■ Tasks to complete
1 - In the multi-provider tool documentation, what value does reasoningEffort have for the Codex and Gemini CLIs?
2 - Continue the multi-provider tool documentation after its last bullet.

===== Document segment

Every result carries provider, model, text, ms (wall time), and the effective reasoningEffort (real value for HTTP providers; null for the Codex/Gemini CLIs). HTTP providers (Grok, OpenRouter) also include token usage.

Expert personas (pass as the tool, or via the expert argument on the fan-out tools to apply one persona to every delegate):

  • architect - system design, tradeoffs, complex decisions.
  • plan-reviewer - check a plan is executable before work starts.
  • scope-analyst - catch ambiguities and hidden requirements before planning.
  • code-reviewer - bugs, security holes, maintainability on a diff or file.
  • security-analyst - threat modeling and vulnerability assessment.
  • researcher - external libraries, APIs, and best practices, with evidence.
  • debugger - ranked root-cause hypotheses and the smallest safe fix.

Session tools (only useful when sessions.persist is enabled in config; they report "persistence disabled" otherwise). When on, consensus/ask-all return a sessionId:

  • session-get { sessionId } - fetch a recorded run (opinions, verdict, annotations).
  • session-revisit { sessionId } - re-run the recorded question with the current providers/config and save a linked child record. A consensus record replays its mode (the loop, or a synthesize pass).
  • session-annotate { sessionId, note } - append a note to a run's audit trail.

Every fan-out, single-provider, and expert tool takes a prompt. Give it full context: the goal, the relevant code or paths, and any prior attempts. The experts do not share your session, so a self-contained prompt gets a better answer.

Performance + debugging (optional)

These apply to every MCP host, not just Claude Code:

  • Per-provider progress - prefer panel + parallel ask-one (above) when you want to watch each model finish instead of waiting on one opaque ask-all call.

==========
===== Exercise data

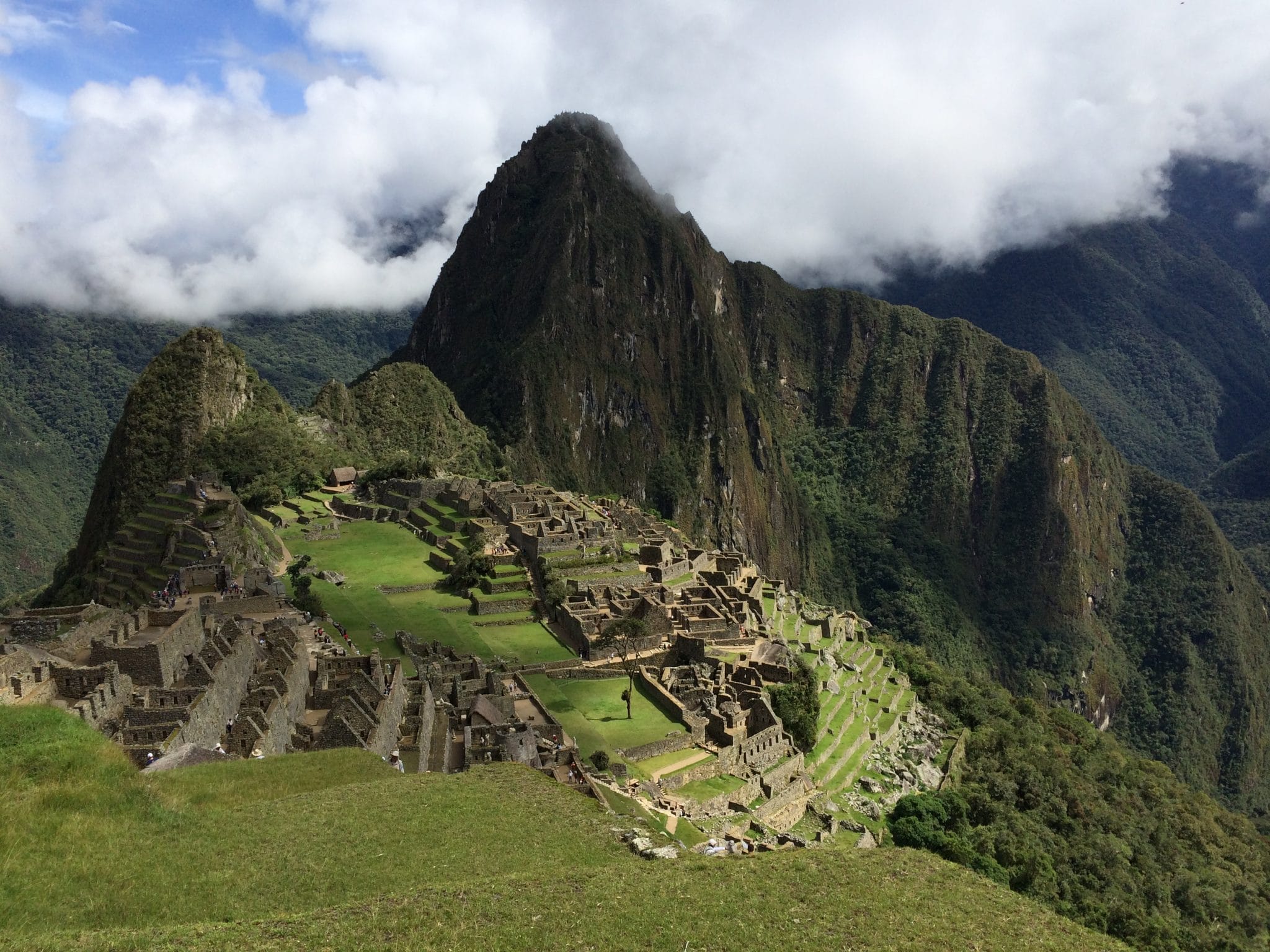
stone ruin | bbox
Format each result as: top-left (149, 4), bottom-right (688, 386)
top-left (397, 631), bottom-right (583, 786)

==========
===== Exercise data

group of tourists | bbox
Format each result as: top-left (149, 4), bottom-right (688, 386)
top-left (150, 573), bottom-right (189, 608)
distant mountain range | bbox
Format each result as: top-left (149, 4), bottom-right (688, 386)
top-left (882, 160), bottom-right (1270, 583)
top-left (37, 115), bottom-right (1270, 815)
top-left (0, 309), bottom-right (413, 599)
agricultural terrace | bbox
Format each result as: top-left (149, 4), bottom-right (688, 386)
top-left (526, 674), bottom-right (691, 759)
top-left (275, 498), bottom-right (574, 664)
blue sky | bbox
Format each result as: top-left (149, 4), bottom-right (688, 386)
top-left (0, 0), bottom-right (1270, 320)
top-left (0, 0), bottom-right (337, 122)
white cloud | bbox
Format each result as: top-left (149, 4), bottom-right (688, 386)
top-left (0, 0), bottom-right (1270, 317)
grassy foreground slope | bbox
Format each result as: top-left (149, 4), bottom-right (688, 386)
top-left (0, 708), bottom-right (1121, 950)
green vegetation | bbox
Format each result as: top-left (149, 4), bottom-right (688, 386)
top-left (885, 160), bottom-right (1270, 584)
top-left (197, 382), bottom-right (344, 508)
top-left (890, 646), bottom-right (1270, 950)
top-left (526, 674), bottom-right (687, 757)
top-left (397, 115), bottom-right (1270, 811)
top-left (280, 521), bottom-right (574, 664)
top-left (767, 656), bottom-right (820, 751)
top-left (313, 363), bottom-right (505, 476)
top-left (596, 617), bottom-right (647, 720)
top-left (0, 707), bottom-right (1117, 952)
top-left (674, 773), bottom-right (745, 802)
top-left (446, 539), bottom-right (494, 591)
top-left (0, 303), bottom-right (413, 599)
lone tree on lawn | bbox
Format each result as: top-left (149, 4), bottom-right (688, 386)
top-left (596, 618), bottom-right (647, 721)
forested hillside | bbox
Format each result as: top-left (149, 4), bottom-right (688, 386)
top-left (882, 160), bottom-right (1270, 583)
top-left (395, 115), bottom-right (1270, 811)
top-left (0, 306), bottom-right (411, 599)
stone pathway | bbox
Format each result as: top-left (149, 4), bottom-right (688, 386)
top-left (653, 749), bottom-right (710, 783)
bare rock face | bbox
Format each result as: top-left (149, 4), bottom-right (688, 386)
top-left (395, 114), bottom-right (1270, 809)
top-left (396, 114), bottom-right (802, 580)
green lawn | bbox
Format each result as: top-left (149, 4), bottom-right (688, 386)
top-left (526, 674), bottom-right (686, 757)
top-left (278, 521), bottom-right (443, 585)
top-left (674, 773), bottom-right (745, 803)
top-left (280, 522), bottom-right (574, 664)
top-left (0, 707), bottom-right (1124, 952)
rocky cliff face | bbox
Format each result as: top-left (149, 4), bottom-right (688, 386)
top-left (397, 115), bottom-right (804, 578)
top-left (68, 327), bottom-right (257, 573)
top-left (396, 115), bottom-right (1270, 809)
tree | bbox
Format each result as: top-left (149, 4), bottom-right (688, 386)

==========
===== Exercise data

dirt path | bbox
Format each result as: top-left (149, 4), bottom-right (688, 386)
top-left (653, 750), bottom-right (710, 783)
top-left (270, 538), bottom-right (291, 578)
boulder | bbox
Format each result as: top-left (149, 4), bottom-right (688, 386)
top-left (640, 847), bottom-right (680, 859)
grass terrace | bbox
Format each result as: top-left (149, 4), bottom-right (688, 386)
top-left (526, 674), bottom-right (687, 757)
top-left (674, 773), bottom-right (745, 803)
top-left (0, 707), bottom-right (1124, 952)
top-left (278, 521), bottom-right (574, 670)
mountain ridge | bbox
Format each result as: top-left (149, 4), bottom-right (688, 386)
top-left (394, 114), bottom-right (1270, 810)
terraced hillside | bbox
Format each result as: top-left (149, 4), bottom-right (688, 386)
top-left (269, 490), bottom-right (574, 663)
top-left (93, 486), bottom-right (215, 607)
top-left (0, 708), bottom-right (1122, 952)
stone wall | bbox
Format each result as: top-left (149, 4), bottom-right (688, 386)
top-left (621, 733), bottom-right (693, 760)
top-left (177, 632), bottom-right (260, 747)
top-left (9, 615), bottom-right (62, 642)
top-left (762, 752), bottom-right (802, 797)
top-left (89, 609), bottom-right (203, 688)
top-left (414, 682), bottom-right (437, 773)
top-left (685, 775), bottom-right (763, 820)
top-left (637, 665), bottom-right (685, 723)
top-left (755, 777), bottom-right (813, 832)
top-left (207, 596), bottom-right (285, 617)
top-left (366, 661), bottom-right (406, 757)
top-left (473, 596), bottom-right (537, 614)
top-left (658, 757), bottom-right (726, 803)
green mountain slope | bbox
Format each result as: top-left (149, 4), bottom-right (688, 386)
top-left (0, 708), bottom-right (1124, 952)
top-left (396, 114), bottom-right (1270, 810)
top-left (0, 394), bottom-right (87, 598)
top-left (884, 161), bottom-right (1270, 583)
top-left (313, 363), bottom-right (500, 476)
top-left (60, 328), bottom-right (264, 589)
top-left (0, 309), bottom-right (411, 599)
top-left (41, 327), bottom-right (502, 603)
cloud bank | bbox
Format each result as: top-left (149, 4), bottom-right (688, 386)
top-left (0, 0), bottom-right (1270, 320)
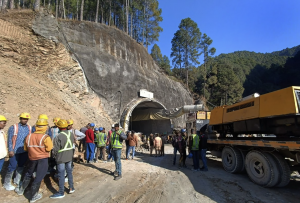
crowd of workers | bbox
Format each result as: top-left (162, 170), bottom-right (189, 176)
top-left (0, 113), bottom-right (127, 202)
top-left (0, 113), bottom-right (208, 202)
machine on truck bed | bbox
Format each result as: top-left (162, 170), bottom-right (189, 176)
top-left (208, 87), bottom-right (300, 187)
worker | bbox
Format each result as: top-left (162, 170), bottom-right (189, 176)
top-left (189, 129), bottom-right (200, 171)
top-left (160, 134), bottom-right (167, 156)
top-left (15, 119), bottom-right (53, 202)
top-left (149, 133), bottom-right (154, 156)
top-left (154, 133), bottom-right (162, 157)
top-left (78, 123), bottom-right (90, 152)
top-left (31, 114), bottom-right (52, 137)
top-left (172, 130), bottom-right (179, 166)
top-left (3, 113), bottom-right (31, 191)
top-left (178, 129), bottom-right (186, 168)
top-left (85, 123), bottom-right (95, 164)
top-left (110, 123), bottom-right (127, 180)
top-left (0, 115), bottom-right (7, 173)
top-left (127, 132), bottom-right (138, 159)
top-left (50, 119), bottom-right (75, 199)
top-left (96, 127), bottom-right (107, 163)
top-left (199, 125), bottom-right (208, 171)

==========

■ Per-task answers
1 - null

2 -
  • Debug log - set "debug": { "enabled": true } in config.json to append one JSON line per provider call and per consensus round to <XDG cache>/deliberation/debug.jsonl (override with DELIBERATION_DEBUG_LOG). It records latency, reasoning effort, HTTP token usage, and voting/approval outcomes - never prompts, responses, or issue text. OFF by default.
  • Live progress notifications - the server declares the MCP logging capability and emits notifications/message per provider as it settles during a fan-out. Hosts that render server log notifications mid-call show this automatically (Claude Code does not - hence the panel + ask-one pattern there).

When to delegate

  • Reviewing a plan or an architecture decision before you commit to it.
  • A security review of auth, untrusted input, or a new endpoint.
  • A second opinion when you are unsure, or after a fix has failed twice.
  • Cross-model consensus on a high-stakes or contested call.

Skip delegation for simple edits, the first attempt at a fix, and trivial questions you can answer directly.

Updating

If you run the standalone server via npx -y @antonbabenko/deliberation-mcp, each fresh resolve picks up the latest published version. npx caches resolved packages, so if you keep getting an old build, clear the cache (rm -rf ~/.npm/_npx) or pin/refresh the version in your host's MCP config. (The Claude Code plugin manifest is a separate mechanism and does not affect non-Claude hosts.)